SMC questions: start values

Hi there,
I’ve been playing around with SMC for a problem with a large number of dimensions. I have a few questions though:

  • it’s apparently not possible to use a specific number of chains but the process can be parallelized on cores. I tried to find some documentation to know more about the algorithm, could you point me to some?
  • I tried to setup start values, but I guess it would need one set of start value (one dict) and not an array corresponding to the various chains, is that correct?
  • in smc.py, I’m wondering whether v in the code below should be self.model.unobserved_RVs rather than self.variables? I can’t seem to make it work properly.
    for i in range(self.draws):
    point = Point({v.name: init_rnd[v.name][i] for v in self.variables}, model=self.model)
    population.append(self.model.dict_to_array(point))

• To be done:
• 1. From the SMC forum post, quote the passage from "SMC questions: start" to "it work properly.".
• 2. In the SMC forum post, which file holds the code the poster asks about?
These entries have no connection to the SMC forum post.

Extracted records
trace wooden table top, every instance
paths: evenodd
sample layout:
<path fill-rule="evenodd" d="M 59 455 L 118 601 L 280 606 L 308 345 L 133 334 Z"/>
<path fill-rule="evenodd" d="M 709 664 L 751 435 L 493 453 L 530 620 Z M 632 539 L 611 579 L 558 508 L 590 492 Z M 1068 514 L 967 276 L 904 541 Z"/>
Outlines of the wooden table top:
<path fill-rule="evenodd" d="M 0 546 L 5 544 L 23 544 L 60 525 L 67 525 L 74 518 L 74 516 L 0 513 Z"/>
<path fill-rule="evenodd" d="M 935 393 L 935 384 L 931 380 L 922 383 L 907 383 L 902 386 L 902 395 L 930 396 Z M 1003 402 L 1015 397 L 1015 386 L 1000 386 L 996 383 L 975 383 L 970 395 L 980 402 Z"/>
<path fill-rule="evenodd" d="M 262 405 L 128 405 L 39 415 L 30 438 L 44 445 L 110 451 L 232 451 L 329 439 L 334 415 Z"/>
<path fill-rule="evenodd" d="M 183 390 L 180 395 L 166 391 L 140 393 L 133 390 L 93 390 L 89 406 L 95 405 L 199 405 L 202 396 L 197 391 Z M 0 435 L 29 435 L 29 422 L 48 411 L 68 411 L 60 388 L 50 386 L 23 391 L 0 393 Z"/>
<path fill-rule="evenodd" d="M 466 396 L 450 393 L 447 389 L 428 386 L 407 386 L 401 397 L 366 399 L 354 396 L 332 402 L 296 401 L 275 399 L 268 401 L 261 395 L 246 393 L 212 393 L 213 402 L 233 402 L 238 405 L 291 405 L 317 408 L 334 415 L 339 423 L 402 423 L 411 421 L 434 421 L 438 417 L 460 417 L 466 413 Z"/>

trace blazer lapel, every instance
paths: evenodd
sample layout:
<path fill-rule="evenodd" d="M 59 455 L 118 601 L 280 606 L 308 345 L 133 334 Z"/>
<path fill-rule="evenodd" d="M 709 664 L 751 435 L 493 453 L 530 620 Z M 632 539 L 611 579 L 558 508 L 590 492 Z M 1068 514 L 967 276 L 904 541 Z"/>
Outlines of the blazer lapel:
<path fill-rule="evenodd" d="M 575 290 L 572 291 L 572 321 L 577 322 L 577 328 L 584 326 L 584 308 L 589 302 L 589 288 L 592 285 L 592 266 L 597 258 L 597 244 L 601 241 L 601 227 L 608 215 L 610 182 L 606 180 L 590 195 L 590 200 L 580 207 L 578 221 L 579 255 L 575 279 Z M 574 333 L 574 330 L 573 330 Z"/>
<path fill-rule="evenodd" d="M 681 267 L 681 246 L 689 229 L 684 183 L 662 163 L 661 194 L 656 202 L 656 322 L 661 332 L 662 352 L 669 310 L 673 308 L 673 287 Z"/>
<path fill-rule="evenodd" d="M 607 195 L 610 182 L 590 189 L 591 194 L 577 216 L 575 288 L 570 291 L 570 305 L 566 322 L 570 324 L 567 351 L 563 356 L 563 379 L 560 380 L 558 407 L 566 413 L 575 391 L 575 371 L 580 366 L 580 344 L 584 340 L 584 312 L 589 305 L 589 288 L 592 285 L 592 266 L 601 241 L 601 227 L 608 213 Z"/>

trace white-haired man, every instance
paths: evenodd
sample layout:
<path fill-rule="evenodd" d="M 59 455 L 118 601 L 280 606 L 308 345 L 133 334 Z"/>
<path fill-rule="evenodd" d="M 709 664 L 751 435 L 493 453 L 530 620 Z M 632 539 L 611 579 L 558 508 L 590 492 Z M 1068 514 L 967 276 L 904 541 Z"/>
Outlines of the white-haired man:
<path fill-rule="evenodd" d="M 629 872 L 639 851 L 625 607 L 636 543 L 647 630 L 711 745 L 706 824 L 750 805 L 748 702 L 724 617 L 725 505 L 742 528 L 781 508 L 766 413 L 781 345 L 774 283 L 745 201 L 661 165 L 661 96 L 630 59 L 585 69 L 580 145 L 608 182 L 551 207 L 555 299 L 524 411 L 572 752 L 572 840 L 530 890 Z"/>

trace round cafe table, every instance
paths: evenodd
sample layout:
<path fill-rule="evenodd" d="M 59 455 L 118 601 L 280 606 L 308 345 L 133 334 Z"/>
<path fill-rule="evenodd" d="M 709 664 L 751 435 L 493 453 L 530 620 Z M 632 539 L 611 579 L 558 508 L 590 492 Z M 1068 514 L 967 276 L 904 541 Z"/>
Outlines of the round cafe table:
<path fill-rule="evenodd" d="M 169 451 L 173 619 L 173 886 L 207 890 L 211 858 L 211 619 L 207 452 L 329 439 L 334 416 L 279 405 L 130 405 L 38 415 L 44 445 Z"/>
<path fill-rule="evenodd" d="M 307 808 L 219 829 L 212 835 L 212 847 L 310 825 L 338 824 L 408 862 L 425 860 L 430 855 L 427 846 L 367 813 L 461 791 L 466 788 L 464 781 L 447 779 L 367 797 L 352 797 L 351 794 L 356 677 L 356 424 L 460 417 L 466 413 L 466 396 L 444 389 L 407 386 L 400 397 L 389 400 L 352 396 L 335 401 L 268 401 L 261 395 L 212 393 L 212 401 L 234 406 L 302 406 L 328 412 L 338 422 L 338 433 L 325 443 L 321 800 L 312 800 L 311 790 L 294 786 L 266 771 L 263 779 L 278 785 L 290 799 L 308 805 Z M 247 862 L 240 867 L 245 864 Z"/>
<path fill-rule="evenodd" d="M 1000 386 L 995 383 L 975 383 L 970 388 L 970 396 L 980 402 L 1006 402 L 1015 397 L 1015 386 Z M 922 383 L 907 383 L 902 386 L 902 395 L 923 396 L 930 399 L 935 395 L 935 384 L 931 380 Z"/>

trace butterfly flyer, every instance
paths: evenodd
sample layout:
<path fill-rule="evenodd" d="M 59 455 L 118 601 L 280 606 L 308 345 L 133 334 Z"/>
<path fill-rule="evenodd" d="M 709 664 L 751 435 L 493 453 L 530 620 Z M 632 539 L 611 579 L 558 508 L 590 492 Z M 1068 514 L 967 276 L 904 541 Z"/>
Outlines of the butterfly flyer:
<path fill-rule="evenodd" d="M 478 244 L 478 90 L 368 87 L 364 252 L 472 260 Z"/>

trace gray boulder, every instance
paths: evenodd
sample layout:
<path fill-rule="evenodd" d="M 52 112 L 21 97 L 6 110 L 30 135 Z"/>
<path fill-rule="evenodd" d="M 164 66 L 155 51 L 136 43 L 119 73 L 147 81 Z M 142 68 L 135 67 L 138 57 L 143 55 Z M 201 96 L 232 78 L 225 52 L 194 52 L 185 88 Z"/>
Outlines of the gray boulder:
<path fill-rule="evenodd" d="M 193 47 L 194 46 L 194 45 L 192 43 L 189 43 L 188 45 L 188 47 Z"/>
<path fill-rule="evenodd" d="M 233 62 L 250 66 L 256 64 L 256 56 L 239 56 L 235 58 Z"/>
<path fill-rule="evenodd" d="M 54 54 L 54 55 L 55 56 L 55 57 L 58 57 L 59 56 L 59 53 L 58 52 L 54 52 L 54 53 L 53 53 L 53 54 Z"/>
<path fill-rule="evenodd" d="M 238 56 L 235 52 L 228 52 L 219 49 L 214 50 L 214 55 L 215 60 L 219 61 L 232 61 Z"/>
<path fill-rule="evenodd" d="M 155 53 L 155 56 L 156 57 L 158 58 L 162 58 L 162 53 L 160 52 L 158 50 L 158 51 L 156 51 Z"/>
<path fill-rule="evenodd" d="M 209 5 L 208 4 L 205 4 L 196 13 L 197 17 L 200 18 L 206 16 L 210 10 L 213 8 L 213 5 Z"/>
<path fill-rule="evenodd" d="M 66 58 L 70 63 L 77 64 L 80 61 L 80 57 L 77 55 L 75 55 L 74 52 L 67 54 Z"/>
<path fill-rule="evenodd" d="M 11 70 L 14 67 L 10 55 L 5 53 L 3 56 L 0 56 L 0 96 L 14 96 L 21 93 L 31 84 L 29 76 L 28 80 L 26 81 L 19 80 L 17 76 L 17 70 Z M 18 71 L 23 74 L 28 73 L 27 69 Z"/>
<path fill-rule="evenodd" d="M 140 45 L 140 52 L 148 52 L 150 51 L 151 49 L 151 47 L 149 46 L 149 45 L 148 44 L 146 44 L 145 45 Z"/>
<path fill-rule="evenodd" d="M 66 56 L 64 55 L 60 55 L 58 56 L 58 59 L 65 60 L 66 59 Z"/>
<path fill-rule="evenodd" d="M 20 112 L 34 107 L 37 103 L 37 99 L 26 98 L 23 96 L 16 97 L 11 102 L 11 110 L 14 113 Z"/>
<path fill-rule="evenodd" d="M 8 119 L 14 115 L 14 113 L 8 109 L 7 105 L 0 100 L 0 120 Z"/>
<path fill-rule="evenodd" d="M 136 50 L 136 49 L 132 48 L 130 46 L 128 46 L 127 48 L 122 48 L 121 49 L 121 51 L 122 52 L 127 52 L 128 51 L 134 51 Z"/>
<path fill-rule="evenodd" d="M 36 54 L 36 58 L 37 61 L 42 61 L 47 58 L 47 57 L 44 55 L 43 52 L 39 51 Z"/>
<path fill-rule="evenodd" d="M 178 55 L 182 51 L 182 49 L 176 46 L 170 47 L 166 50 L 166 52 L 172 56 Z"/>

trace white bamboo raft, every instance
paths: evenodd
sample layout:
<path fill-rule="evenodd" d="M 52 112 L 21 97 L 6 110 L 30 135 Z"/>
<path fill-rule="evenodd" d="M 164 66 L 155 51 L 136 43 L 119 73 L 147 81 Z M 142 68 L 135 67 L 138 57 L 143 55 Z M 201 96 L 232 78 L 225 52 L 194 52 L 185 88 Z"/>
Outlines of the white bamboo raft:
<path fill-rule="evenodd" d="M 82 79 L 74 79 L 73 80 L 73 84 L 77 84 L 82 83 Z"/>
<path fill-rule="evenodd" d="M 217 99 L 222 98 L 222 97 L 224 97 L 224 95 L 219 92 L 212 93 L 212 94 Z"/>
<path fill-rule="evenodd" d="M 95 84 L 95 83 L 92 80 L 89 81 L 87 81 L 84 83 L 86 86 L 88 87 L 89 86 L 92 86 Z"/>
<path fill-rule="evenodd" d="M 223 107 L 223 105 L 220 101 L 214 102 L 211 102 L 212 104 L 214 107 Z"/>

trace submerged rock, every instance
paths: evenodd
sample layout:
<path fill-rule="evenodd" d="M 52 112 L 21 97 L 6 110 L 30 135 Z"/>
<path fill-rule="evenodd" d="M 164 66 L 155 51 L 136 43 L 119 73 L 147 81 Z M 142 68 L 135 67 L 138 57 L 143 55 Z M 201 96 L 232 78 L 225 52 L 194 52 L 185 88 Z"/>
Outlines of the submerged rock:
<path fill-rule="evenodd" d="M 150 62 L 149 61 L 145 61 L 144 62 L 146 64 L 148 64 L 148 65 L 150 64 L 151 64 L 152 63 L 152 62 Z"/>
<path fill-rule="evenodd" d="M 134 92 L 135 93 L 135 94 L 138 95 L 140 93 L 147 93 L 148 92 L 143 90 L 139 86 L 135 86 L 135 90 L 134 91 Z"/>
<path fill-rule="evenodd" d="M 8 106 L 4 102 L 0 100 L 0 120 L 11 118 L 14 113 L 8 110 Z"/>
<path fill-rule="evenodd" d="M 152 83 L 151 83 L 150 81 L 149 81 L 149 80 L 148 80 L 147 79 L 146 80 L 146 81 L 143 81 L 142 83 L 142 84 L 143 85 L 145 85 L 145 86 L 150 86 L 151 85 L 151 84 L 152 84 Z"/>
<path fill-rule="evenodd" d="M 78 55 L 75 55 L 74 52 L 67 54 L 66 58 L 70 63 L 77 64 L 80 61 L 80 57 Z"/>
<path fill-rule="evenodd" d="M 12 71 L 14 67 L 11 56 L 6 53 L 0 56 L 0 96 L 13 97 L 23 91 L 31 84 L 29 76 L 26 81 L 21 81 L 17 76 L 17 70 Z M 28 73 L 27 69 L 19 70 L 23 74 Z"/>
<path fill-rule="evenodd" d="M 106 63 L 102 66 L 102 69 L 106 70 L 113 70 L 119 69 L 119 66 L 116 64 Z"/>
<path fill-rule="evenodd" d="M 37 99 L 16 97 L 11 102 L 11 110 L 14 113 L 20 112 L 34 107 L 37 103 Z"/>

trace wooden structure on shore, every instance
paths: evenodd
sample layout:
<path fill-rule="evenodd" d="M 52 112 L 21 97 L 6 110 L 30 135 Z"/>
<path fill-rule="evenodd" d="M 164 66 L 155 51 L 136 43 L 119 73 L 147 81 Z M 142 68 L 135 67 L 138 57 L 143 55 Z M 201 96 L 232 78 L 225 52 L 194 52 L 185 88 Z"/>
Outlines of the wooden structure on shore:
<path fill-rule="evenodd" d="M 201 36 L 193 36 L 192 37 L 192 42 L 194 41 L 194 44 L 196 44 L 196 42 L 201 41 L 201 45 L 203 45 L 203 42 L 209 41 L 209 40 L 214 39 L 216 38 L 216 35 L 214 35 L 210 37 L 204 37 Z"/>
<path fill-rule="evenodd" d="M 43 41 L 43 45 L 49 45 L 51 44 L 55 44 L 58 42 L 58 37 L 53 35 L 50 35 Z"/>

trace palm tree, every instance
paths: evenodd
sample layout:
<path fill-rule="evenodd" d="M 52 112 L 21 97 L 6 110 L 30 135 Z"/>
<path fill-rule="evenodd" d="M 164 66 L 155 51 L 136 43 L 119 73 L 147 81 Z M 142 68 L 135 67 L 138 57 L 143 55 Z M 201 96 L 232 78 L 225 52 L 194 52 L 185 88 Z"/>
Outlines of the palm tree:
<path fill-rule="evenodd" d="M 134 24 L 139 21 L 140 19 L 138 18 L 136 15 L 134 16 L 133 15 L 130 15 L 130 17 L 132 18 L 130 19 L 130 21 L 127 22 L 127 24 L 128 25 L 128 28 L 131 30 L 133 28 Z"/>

• Outputs in order:
• 1.
SMC questions: start values

Hi there,
I’ve been playing around with SMC for a problem with a large number of dimensions. I have a few questions though:

  • it’s apparently not possible to use a specific number of chains but the process can be parallelized on cores. I tried to find some documentation to know more about the algorithm, could you point me to some?
  • I tried to setup start values, but I guess it would need one set of start value (one dict) and not an array corresponding to the various chains, is that correct?
  • in smc.py, I’m wondering whether v in the code below should be self.model.unobserved_RVs rather than self.variables? I can’t seem to make it work properly.

• 2. smc.py